* START Text block *
DragonsTooth, High-Throughput Computing

The Dragonstooth cluster, after due notice, was decommissioned during a maintenance outage January 17-19, 2023. Please consider using the [Tinkercliffs](tinkercliffs) and [Infer](infer) clusters instead.

Overview

DragonsTooth is a 48-node system designed to support general batch HPC jobs. The table below lists the technical details of each DragonsTooth node. Nodes are connected to each other and to storage via 10 gigabit ethernet (10GbE), a communication channel with high bandwidth but higher latency than InfiniBand (IB). As a result, DragonsTooth is better suited to jobs that require less internode communication and/or less I/O intearction with non-local storage than NewRiver, which has similar nodes but a low-latency IB interconnect. To allow I/O-intensive jobs, DragonsTooth nodes are each outfitted with nearly 2 TB of solid state local disk. DragonsTooth was released to the Virginia Tech research community in August 2016. In November of 2018, DragonsTooth was reprovisioned with Slurm as its scheduler as a replacement for Moab/Torque.

Technical Specifications

Component	Specification
CPU	2 x Intel Xeon E5-2680v3 (Haswell) 2.5 GHz 12-core
Memory	256 GB 2133 MHz DDR4
Local Storage	4 x 480 GB SSD Drives
Theoretical Peak (DP)	806 GFlops/s

Policies

Note: DragonsTooth is governed by an allocation manager, meaning that in order to run most jobs on it, you must be an authorized user of an allocation that has been submitted and approved. For more on allocations, click here.

As described above, communications between nodes and between a node and storage will have higher latency on DragonsTooth than on other ARC clusters. For this reason the queue structure is designed to allow more jobs and longer-running jobs than on other ARC clusters. DragonsTooth has two partitions (queues):

normal_q for production (research) runs.
dev_q for short testing, debugging, and interactive sessions. dev_q provides slightly elevated job priority to facilitate code development and job testing prior to production runs.
* END Text block *
* START Supplied information *
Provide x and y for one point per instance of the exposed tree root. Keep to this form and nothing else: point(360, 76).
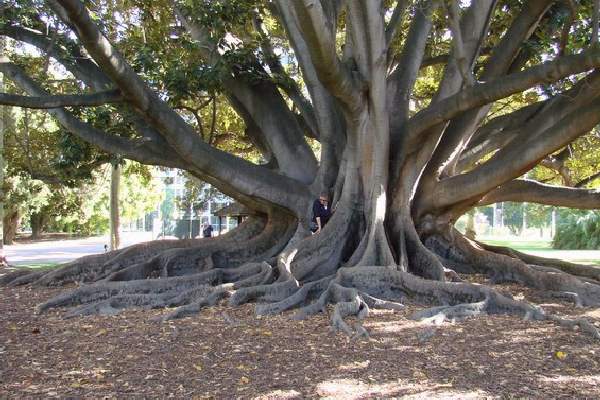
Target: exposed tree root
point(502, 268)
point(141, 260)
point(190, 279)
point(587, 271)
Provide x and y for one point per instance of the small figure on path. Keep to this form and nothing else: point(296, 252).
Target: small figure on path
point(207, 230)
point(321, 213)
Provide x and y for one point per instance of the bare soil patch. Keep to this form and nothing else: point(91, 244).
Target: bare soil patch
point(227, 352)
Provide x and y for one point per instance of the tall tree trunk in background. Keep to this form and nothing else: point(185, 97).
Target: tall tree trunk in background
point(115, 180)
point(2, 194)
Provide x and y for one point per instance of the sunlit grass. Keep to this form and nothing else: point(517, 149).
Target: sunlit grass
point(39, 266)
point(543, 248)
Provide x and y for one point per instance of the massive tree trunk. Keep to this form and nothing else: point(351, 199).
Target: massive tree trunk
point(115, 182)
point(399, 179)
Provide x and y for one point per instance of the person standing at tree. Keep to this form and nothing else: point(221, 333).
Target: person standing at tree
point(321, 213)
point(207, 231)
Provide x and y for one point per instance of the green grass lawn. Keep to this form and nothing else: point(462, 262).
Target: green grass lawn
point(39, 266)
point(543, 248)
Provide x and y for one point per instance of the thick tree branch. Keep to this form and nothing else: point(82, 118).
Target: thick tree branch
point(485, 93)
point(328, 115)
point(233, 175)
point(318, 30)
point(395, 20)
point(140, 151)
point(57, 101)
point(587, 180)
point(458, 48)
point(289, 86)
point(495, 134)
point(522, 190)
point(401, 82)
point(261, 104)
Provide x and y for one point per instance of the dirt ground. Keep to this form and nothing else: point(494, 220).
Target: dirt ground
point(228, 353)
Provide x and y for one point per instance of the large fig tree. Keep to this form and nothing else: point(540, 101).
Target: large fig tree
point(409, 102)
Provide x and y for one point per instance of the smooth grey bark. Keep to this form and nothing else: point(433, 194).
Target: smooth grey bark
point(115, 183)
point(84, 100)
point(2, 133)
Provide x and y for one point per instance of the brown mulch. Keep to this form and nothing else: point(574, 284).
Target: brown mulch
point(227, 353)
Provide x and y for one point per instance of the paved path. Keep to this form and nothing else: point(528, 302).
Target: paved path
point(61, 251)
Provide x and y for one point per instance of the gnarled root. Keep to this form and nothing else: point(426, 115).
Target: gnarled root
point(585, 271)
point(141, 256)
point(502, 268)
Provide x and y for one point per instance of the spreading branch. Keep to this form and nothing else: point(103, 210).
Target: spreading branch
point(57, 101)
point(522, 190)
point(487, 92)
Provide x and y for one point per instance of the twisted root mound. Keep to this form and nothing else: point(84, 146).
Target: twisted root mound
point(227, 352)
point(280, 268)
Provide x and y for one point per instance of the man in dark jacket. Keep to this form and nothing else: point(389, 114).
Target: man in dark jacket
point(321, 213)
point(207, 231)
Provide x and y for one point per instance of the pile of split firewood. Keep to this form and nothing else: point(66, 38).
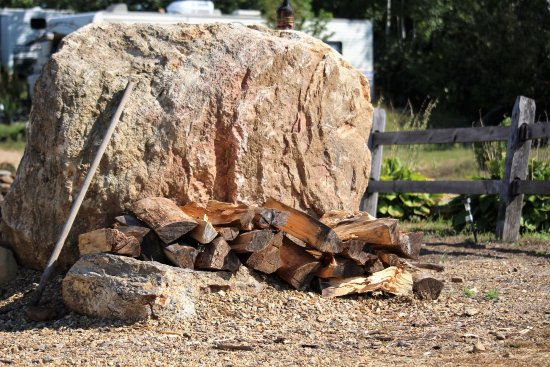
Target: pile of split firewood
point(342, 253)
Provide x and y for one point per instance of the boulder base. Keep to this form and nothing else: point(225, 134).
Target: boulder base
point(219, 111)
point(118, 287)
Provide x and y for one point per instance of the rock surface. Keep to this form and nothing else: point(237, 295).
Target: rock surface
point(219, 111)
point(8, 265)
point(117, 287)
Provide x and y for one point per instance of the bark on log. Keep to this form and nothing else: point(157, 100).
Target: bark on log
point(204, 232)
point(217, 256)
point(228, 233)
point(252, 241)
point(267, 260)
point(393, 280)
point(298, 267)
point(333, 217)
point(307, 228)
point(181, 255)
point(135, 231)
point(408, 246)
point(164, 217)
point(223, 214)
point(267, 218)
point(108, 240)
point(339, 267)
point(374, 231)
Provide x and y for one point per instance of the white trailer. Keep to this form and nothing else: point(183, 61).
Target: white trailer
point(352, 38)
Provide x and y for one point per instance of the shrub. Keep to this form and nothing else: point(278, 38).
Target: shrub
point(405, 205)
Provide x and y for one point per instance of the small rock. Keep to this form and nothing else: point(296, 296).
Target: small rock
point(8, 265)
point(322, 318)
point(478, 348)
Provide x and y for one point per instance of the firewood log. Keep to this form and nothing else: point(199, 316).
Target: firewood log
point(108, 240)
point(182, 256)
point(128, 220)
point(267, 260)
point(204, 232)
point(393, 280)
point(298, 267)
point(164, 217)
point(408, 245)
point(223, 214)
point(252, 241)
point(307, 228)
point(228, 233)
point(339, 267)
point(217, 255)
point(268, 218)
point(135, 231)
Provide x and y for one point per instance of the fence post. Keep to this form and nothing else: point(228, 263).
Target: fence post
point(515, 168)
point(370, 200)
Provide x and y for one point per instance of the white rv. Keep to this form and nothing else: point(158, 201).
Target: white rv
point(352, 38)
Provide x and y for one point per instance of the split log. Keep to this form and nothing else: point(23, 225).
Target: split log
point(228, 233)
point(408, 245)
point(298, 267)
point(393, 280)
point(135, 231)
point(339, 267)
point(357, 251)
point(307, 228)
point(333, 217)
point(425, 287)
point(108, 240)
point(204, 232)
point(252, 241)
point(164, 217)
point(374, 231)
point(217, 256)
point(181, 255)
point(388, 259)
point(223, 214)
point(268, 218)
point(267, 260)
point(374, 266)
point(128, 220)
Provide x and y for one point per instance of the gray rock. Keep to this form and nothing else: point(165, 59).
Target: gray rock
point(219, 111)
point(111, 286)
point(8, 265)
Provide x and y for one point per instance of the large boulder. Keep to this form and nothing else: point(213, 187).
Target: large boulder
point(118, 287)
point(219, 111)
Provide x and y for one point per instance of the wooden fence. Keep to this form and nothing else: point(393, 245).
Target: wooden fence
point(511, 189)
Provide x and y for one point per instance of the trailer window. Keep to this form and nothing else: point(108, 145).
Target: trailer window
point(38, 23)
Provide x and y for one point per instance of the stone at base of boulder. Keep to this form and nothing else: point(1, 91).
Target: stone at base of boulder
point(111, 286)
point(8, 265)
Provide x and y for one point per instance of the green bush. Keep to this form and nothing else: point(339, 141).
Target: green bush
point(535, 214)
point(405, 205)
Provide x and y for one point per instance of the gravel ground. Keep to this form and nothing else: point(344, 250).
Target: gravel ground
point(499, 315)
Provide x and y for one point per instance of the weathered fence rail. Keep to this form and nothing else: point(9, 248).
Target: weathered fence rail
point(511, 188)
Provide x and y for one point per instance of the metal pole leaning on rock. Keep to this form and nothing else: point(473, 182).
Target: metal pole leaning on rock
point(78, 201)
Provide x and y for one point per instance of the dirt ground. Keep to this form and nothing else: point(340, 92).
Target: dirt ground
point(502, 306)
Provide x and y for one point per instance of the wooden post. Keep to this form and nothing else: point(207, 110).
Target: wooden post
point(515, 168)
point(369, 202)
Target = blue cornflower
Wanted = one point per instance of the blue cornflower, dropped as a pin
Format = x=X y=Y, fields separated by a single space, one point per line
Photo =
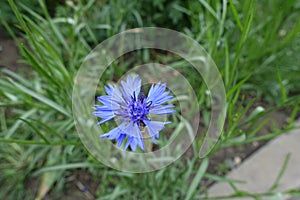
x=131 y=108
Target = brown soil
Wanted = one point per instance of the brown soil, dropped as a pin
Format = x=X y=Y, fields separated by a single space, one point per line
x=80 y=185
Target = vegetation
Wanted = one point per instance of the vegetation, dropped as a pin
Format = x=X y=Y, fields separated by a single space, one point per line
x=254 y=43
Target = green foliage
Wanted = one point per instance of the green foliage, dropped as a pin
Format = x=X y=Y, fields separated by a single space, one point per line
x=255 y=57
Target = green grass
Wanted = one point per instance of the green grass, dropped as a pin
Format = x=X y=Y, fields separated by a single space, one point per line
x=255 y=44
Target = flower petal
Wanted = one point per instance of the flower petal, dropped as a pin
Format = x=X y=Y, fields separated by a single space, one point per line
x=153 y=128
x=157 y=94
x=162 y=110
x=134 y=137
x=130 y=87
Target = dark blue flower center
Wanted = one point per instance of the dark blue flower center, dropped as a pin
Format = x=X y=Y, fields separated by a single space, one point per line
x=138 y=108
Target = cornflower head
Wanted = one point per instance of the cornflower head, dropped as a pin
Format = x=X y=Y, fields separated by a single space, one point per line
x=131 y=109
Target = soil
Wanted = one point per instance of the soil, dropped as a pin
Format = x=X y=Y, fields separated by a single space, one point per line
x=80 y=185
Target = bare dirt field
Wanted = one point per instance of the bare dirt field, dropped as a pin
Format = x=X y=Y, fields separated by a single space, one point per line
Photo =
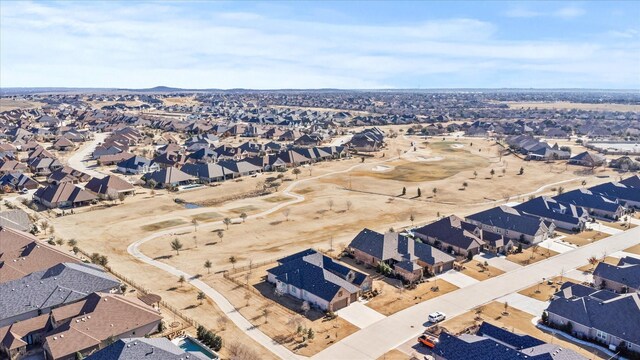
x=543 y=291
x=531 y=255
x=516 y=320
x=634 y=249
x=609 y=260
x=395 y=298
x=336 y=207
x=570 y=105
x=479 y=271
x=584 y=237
* END Supplied information *
### Exercise prompt:
Summarize the DragonsTooth text in two sentences. The entries have no connection to the DragonsTooth text.

### Answer in full:
DragonsTooth was a 48-node system for general batch HPC jobs whose nodes, each with nearly 2 TB of solid state local disk, were linked by 10GbE with higher latency than InfiniBand; it was released to the Virginia Tech research community in August 2016, moved to Slurm in November 2018, and decommissioned during a maintenance outage January 17-19, 2023. Governed by an allocation manager, it had a queue structure allowing more and longer-running jobs than other ARC clusters, with normal_q for production runs and dev_q for short testing, debugging, and interactive sessions.